First report of blood donor and recipient both dying of human form

of mad cow disease

 

LONDON (AP) — The British government reported on Wednesday a patient

died of the human form of mad cow disease after a blood transfusion

from an infected donor — the first time such a connection has been

reported.

Health Secretary John Reid told Parliament it was not possible to

determine whether the transfusion recipient contracted the fatal

brain-wasting illness through the blood transfer or whether the two

people were independently infected. He said, however, it was the

first report supporting the idea that the disease might be

transmitted through blood transfusions.

 

Experts have long suspected that the disease might be spread through

blood transfusions and have put in place additional precautions

should that prove true.

 

The transfusion reported Wednesday occurred in 1996, one year before

Creutzfeldt-Jakob disease (CJD) safeguards were applied to the blood

supply in Britain, where nearly all variant CJD cases have

developed. All blood products for use in operations in Britain are

now imported from the United States, where there have been no

reported cases of human mad cow disease.

 

The donor had shown no signs of variant CJD when giving blood in

March 1996, but developed the disease three years later, dying the

same year from the condition, Reid said.

 

The recipient of the blood transfusion died this autumn and a post

mortem confirmed variant CJD.

********************

* Work order *
Return the part of the mad cow disease report starting at "developed. All blood" and ending at "mad cow disease.", copied word for word. The listing after this is separate material from the news report.

* Information supplied *
********************

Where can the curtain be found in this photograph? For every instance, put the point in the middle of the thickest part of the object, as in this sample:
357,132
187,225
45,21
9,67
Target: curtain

********************

* Task solution *
developed. All blood products for use in operations in Britain are

now imported from the United States, where there have been no

reported cases of human mad cow disease.